• _Task instructions_
Please put the lines from the start of the records through the line containing "360 172 L 371", both ends included, into a Markdown table with the columns Row and Line. Skip blank lines and leave the pictures out.

• _Supplied records_
>> Begin
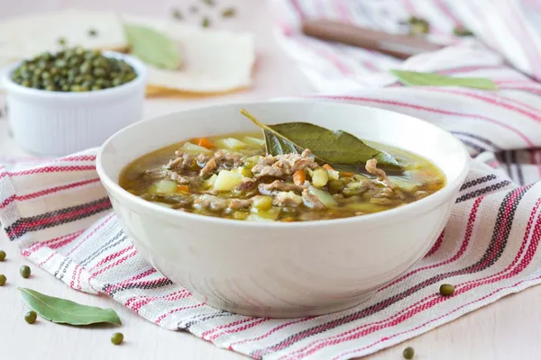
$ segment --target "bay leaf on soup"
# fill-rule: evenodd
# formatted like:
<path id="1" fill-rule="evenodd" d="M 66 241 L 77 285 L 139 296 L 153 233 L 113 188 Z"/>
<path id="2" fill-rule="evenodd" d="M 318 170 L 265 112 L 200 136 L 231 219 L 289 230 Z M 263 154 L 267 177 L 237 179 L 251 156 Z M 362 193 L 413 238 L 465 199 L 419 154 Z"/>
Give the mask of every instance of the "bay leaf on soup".
<path id="1" fill-rule="evenodd" d="M 360 172 L 371 158 L 376 158 L 381 167 L 401 169 L 392 156 L 366 145 L 349 132 L 308 122 L 266 125 L 244 109 L 241 112 L 262 129 L 268 154 L 300 154 L 308 148 L 318 163 L 327 163 L 337 170 Z"/>

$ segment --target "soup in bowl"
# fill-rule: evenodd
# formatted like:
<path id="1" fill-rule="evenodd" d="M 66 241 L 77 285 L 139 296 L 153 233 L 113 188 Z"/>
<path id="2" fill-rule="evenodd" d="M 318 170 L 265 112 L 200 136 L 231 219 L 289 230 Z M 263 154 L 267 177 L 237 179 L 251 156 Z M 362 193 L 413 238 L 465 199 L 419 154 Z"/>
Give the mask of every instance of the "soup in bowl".
<path id="1" fill-rule="evenodd" d="M 208 305 L 282 318 L 353 306 L 410 268 L 468 164 L 460 141 L 420 120 L 299 101 L 137 122 L 103 145 L 97 171 L 159 271 Z"/>

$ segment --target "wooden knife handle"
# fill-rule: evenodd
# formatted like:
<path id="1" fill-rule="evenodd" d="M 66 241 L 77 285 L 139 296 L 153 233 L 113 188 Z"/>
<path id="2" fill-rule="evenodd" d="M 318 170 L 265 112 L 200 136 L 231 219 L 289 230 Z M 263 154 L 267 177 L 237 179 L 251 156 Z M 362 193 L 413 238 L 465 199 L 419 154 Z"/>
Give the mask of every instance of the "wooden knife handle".
<path id="1" fill-rule="evenodd" d="M 443 48 L 443 45 L 417 36 L 390 34 L 327 20 L 306 21 L 302 24 L 302 32 L 321 40 L 377 50 L 399 58 L 408 58 Z"/>

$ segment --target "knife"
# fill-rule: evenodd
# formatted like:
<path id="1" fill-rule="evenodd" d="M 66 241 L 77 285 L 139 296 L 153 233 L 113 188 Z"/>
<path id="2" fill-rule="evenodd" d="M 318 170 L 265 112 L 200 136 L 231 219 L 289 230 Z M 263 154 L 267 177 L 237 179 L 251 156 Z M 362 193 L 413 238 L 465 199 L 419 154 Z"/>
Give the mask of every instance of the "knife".
<path id="1" fill-rule="evenodd" d="M 418 36 L 391 34 L 328 20 L 305 21 L 302 32 L 314 38 L 377 50 L 399 58 L 408 58 L 444 47 Z"/>

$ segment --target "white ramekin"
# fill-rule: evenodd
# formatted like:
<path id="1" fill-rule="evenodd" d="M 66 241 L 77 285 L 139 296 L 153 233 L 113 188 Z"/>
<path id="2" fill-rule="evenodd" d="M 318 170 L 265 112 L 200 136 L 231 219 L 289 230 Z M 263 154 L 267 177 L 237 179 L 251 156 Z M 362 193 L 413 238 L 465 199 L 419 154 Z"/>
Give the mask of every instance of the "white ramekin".
<path id="1" fill-rule="evenodd" d="M 120 86 L 60 93 L 32 89 L 14 83 L 5 69 L 2 81 L 7 114 L 15 141 L 38 155 L 63 156 L 101 145 L 109 136 L 141 120 L 147 69 L 133 57 L 106 51 L 135 69 L 137 77 Z"/>

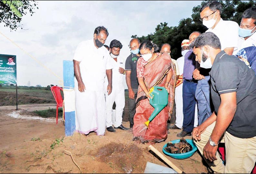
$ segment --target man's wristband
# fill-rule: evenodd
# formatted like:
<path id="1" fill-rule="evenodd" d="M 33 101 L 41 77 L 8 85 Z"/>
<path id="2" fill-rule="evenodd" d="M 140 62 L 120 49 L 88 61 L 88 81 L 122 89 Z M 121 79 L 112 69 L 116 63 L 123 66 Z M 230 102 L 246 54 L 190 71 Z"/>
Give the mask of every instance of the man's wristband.
<path id="1" fill-rule="evenodd" d="M 211 138 L 211 136 L 209 138 L 209 142 L 210 145 L 213 147 L 215 147 L 215 146 L 217 146 L 220 143 L 220 141 L 219 141 L 218 142 L 218 143 L 217 143 L 217 144 L 215 144 L 215 143 L 213 142 L 213 141 L 212 140 L 212 138 Z"/>

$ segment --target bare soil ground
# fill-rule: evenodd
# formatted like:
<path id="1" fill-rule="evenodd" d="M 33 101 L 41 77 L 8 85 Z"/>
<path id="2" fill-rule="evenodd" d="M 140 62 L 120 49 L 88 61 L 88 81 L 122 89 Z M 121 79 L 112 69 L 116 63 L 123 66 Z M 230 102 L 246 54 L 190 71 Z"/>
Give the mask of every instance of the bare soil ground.
<path id="1" fill-rule="evenodd" d="M 80 173 L 78 167 L 83 173 L 143 173 L 147 161 L 168 167 L 149 150 L 148 145 L 132 141 L 131 131 L 106 131 L 102 136 L 93 132 L 87 136 L 75 133 L 65 137 L 62 118 L 56 125 L 54 117 L 35 119 L 30 112 L 55 108 L 56 104 L 18 107 L 18 111 L 16 106 L 0 107 L 0 173 Z M 127 127 L 128 109 L 125 108 L 123 122 Z M 176 135 L 180 130 L 170 131 L 165 142 L 153 145 L 163 154 L 165 144 L 180 139 Z M 182 160 L 164 155 L 185 173 L 207 172 L 197 152 Z"/>

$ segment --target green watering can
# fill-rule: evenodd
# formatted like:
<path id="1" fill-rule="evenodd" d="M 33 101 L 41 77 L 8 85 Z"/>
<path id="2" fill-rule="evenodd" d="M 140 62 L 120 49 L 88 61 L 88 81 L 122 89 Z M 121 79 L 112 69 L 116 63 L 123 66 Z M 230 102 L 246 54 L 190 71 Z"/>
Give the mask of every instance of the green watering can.
<path id="1" fill-rule="evenodd" d="M 150 99 L 149 103 L 155 109 L 148 120 L 144 124 L 148 127 L 149 122 L 151 121 L 168 103 L 168 92 L 164 87 L 154 86 L 150 88 L 149 95 L 152 97 Z"/>

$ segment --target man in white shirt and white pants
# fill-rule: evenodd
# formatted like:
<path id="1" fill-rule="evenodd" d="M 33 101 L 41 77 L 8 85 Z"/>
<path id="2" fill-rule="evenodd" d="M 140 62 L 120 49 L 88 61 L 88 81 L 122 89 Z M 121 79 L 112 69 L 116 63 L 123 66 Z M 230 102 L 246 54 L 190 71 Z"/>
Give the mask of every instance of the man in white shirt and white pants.
<path id="1" fill-rule="evenodd" d="M 97 135 L 104 135 L 106 130 L 104 78 L 106 74 L 109 95 L 113 68 L 109 51 L 102 47 L 108 36 L 106 28 L 98 27 L 94 39 L 80 43 L 73 58 L 76 130 L 85 135 L 94 131 Z"/>
<path id="2" fill-rule="evenodd" d="M 234 21 L 223 20 L 221 17 L 222 12 L 220 2 L 209 1 L 200 9 L 200 20 L 208 29 L 205 32 L 212 32 L 219 38 L 222 50 L 229 55 L 235 54 L 238 51 L 239 26 Z M 198 80 L 195 96 L 198 105 L 199 125 L 209 117 L 213 110 L 210 94 L 210 68 L 201 65 L 193 73 L 193 77 Z"/>
<path id="3" fill-rule="evenodd" d="M 120 50 L 123 47 L 121 43 L 114 39 L 110 42 L 109 52 L 111 58 L 111 63 L 113 65 L 112 70 L 112 91 L 111 93 L 107 95 L 106 87 L 108 84 L 107 79 L 105 77 L 104 86 L 105 89 L 105 97 L 106 104 L 106 126 L 107 130 L 115 132 L 112 125 L 115 129 L 127 130 L 122 125 L 123 108 L 125 104 L 124 88 L 123 85 L 123 77 L 125 74 L 124 64 L 125 61 L 119 56 Z M 112 106 L 114 102 L 115 103 L 115 112 L 112 118 Z"/>

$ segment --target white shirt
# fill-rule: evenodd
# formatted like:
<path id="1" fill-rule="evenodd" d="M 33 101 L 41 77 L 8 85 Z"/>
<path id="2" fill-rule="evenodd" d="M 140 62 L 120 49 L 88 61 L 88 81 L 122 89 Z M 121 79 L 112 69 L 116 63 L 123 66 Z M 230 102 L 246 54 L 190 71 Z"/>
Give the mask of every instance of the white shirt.
<path id="1" fill-rule="evenodd" d="M 254 33 L 245 40 L 244 40 L 244 38 L 239 37 L 238 51 L 241 49 L 251 46 L 256 47 L 256 32 Z"/>
<path id="2" fill-rule="evenodd" d="M 6 63 L 6 65 L 15 65 L 15 63 L 14 62 L 12 62 L 10 63 L 9 63 L 9 62 L 8 62 Z"/>
<path id="3" fill-rule="evenodd" d="M 173 59 L 172 58 L 171 58 L 171 59 L 172 59 L 172 62 L 173 63 L 174 63 L 174 65 L 175 65 L 175 67 L 176 68 L 176 75 L 180 75 L 180 71 L 179 69 L 179 67 L 178 65 L 178 63 L 177 63 L 177 61 L 175 59 Z"/>
<path id="4" fill-rule="evenodd" d="M 184 67 L 184 61 L 185 57 L 182 56 L 177 59 L 178 66 L 179 67 L 179 71 L 180 71 L 180 75 L 181 75 L 183 74 L 183 68 Z"/>
<path id="5" fill-rule="evenodd" d="M 124 65 L 125 64 L 125 60 L 118 57 L 117 58 L 116 62 L 110 56 L 111 62 L 113 65 L 113 69 L 112 70 L 112 87 L 113 88 L 121 89 L 123 88 L 123 77 L 124 74 L 120 74 L 119 72 L 119 67 L 124 69 Z M 106 76 L 105 77 L 105 83 L 106 83 L 105 86 L 107 86 L 108 84 L 108 79 Z"/>
<path id="6" fill-rule="evenodd" d="M 73 59 L 81 62 L 80 71 L 86 89 L 104 91 L 106 70 L 113 68 L 110 58 L 105 47 L 97 49 L 93 39 L 83 41 L 78 45 Z"/>
<path id="7" fill-rule="evenodd" d="M 205 32 L 212 32 L 220 39 L 221 50 L 226 48 L 234 47 L 233 55 L 235 55 L 238 47 L 238 27 L 239 25 L 236 22 L 232 21 L 223 21 L 222 18 L 213 28 L 209 28 Z"/>

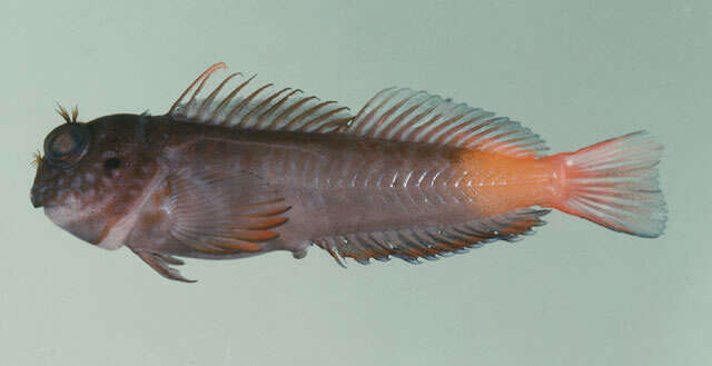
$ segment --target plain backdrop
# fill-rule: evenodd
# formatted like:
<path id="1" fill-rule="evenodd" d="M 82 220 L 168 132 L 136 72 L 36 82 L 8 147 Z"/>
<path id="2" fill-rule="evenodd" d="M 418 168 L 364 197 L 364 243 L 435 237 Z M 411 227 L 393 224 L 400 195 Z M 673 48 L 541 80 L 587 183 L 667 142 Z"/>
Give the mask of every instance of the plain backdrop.
<path id="1" fill-rule="evenodd" d="M 712 364 L 712 2 L 8 1 L 0 4 L 0 365 Z M 188 260 L 168 281 L 32 209 L 61 122 L 165 112 L 207 66 L 358 110 L 404 86 L 523 121 L 553 152 L 647 129 L 659 239 L 561 212 L 517 244 L 411 266 L 313 248 Z"/>

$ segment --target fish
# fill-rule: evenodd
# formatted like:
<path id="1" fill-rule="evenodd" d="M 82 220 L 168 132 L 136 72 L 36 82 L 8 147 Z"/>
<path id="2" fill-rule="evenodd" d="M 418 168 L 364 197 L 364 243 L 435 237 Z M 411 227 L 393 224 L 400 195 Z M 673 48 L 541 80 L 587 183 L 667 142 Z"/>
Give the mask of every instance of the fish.
<path id="1" fill-rule="evenodd" d="M 664 231 L 663 145 L 644 130 L 547 155 L 521 122 L 426 91 L 383 89 L 353 113 L 239 72 L 206 87 L 226 68 L 160 116 L 81 122 L 59 106 L 63 123 L 34 158 L 33 207 L 186 283 L 181 258 L 312 247 L 343 267 L 421 264 L 521 240 L 553 209 L 636 237 Z"/>

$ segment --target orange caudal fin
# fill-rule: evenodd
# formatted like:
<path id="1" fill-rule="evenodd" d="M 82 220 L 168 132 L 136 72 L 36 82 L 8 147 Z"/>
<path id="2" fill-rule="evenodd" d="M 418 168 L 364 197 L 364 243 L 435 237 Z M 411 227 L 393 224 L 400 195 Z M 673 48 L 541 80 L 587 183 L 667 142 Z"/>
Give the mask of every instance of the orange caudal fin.
<path id="1" fill-rule="evenodd" d="M 616 231 L 659 237 L 666 220 L 656 168 L 662 149 L 637 131 L 546 158 L 561 164 L 552 206 Z"/>

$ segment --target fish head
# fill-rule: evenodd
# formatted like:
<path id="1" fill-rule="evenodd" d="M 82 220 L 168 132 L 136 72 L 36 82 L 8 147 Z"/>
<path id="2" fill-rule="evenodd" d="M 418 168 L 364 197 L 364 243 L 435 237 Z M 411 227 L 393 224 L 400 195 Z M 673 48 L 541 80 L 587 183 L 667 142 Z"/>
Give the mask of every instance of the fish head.
<path id="1" fill-rule="evenodd" d="M 120 247 L 122 243 L 106 239 L 136 207 L 157 171 L 155 154 L 144 136 L 137 137 L 142 118 L 113 115 L 86 123 L 66 118 L 47 135 L 44 154 L 36 158 L 32 206 L 87 243 Z"/>

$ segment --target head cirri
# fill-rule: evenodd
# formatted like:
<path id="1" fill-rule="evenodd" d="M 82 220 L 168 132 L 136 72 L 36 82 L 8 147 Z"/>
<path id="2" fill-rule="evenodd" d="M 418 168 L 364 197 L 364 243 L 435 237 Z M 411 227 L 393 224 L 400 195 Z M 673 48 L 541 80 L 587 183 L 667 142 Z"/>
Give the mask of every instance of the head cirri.
<path id="1" fill-rule="evenodd" d="M 147 116 L 112 115 L 77 121 L 60 107 L 66 123 L 44 139 L 30 191 L 52 222 L 73 236 L 108 249 L 111 229 L 130 211 L 157 171 L 155 155 L 137 138 Z M 113 241 L 113 243 L 108 243 Z"/>

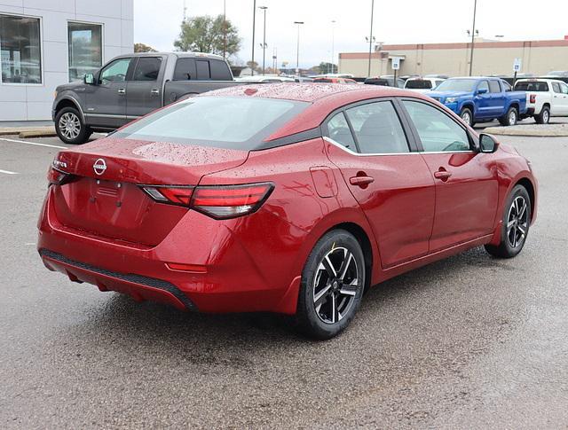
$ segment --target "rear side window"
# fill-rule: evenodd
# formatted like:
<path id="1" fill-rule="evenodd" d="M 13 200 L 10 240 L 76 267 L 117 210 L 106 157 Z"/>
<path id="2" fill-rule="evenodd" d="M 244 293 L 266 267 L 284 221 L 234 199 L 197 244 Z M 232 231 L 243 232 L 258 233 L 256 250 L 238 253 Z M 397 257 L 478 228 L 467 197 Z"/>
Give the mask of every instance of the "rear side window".
<path id="1" fill-rule="evenodd" d="M 209 61 L 211 69 L 211 79 L 214 81 L 231 81 L 231 70 L 225 61 L 219 59 L 211 59 Z"/>
<path id="2" fill-rule="evenodd" d="M 501 92 L 499 81 L 489 81 L 489 92 Z"/>
<path id="3" fill-rule="evenodd" d="M 408 152 L 406 137 L 392 103 L 368 103 L 345 111 L 361 153 Z"/>
<path id="4" fill-rule="evenodd" d="M 245 97 L 195 97 L 117 131 L 117 138 L 250 151 L 309 103 Z"/>
<path id="5" fill-rule="evenodd" d="M 329 134 L 329 137 L 338 144 L 343 145 L 351 151 L 357 151 L 351 130 L 349 129 L 349 124 L 343 112 L 336 113 L 327 122 L 327 133 Z"/>
<path id="6" fill-rule="evenodd" d="M 427 152 L 470 151 L 466 131 L 452 118 L 424 103 L 402 102 Z"/>
<path id="7" fill-rule="evenodd" d="M 211 79 L 211 70 L 209 62 L 207 59 L 198 59 L 195 61 L 195 70 L 199 81 L 209 81 Z"/>
<path id="8" fill-rule="evenodd" d="M 162 67 L 159 57 L 140 57 L 134 69 L 132 81 L 157 81 Z"/>

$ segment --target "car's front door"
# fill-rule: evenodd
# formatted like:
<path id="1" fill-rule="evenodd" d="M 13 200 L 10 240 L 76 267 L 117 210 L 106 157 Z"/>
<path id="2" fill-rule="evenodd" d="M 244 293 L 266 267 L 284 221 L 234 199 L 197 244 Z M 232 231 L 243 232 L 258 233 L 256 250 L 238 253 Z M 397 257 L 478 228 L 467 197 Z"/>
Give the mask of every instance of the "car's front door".
<path id="1" fill-rule="evenodd" d="M 383 268 L 428 253 L 434 180 L 392 100 L 348 106 L 324 126 L 327 154 L 363 209 Z M 410 144 L 410 145 L 409 145 Z"/>
<path id="2" fill-rule="evenodd" d="M 118 128 L 126 122 L 126 81 L 131 58 L 117 59 L 103 67 L 96 85 L 87 87 L 89 125 Z"/>
<path id="3" fill-rule="evenodd" d="M 491 234 L 499 193 L 492 155 L 476 151 L 465 127 L 438 106 L 416 99 L 402 105 L 436 182 L 430 251 Z"/>
<path id="4" fill-rule="evenodd" d="M 139 57 L 126 85 L 126 118 L 136 120 L 162 107 L 162 86 L 165 59 Z"/>

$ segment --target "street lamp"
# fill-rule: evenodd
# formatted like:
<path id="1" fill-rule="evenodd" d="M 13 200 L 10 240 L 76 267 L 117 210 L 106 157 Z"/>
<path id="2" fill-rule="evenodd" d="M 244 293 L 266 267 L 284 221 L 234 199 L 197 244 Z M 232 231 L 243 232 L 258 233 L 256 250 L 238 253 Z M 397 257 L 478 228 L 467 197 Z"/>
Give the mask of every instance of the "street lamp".
<path id="1" fill-rule="evenodd" d="M 471 53 L 469 54 L 469 76 L 471 76 L 473 73 L 473 49 L 475 44 L 475 35 L 476 35 L 476 13 L 477 12 L 477 0 L 474 0 L 473 3 L 473 27 L 471 29 Z M 479 32 L 477 33 L 479 35 Z"/>
<path id="2" fill-rule="evenodd" d="M 329 68 L 331 69 L 331 73 L 334 72 L 334 60 L 335 59 L 335 20 L 331 20 L 331 63 Z M 330 73 L 327 70 L 327 73 Z"/>
<path id="3" fill-rule="evenodd" d="M 300 26 L 304 24 L 304 21 L 294 21 L 294 24 L 298 26 L 298 38 L 296 47 L 296 73 L 300 75 Z"/>
<path id="4" fill-rule="evenodd" d="M 262 9 L 262 11 L 264 12 L 264 30 L 263 32 L 263 74 L 264 74 L 266 67 L 265 67 L 265 61 L 266 61 L 266 9 L 268 9 L 267 6 L 260 6 L 258 9 Z"/>
<path id="5" fill-rule="evenodd" d="M 255 74 L 255 24 L 256 23 L 256 0 L 252 4 L 252 59 L 250 60 L 250 75 Z"/>

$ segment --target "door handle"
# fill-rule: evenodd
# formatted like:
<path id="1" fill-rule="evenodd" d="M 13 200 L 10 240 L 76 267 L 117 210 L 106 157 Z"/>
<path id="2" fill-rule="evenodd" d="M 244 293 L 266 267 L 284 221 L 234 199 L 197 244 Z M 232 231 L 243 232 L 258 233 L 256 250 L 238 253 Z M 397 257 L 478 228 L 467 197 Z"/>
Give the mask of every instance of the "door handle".
<path id="1" fill-rule="evenodd" d="M 434 177 L 436 179 L 440 179 L 441 181 L 447 181 L 448 178 L 452 176 L 451 172 L 448 172 L 444 168 L 440 168 L 438 172 L 434 172 Z"/>
<path id="2" fill-rule="evenodd" d="M 349 178 L 349 183 L 351 185 L 357 185 L 361 188 L 367 188 L 367 185 L 374 182 L 375 178 L 371 176 L 351 176 Z"/>

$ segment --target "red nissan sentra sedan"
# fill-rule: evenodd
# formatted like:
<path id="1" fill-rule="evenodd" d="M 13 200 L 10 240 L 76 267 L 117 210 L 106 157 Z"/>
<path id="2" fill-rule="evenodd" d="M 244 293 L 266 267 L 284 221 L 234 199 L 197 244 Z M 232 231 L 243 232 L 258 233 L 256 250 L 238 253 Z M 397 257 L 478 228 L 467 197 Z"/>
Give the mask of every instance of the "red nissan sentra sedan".
<path id="1" fill-rule="evenodd" d="M 202 312 L 295 315 L 330 338 L 369 285 L 484 245 L 523 248 L 517 151 L 389 87 L 237 86 L 60 152 L 38 250 L 72 281 Z"/>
>> End
• _Right answer_
| Row | Line |
|---|---|
| 1 | $ segment --target "bay leaf on soup" |
| 2 | # fill-rule: evenodd |
| 3 | # formatted like: |
| 4 | <path id="1" fill-rule="evenodd" d="M 66 241 L 77 285 L 139 296 L 153 233 L 113 188 Z"/> |
| 5 | <path id="2" fill-rule="evenodd" d="M 318 170 L 265 112 L 200 136 L 231 219 L 289 230 Z M 263 154 L 267 177 L 237 179 L 251 156 Z M 362 193 L 413 238 L 465 199 L 419 154 Z"/> |
| 6 | Give the mask of every instance of the "bay leaf on soup". |
| 7 | <path id="1" fill-rule="evenodd" d="M 360 172 L 371 158 L 376 158 L 381 167 L 401 169 L 392 156 L 366 145 L 349 132 L 308 122 L 266 125 L 244 109 L 241 112 L 262 129 L 268 154 L 300 154 L 308 148 L 318 163 L 327 163 L 337 170 Z"/> |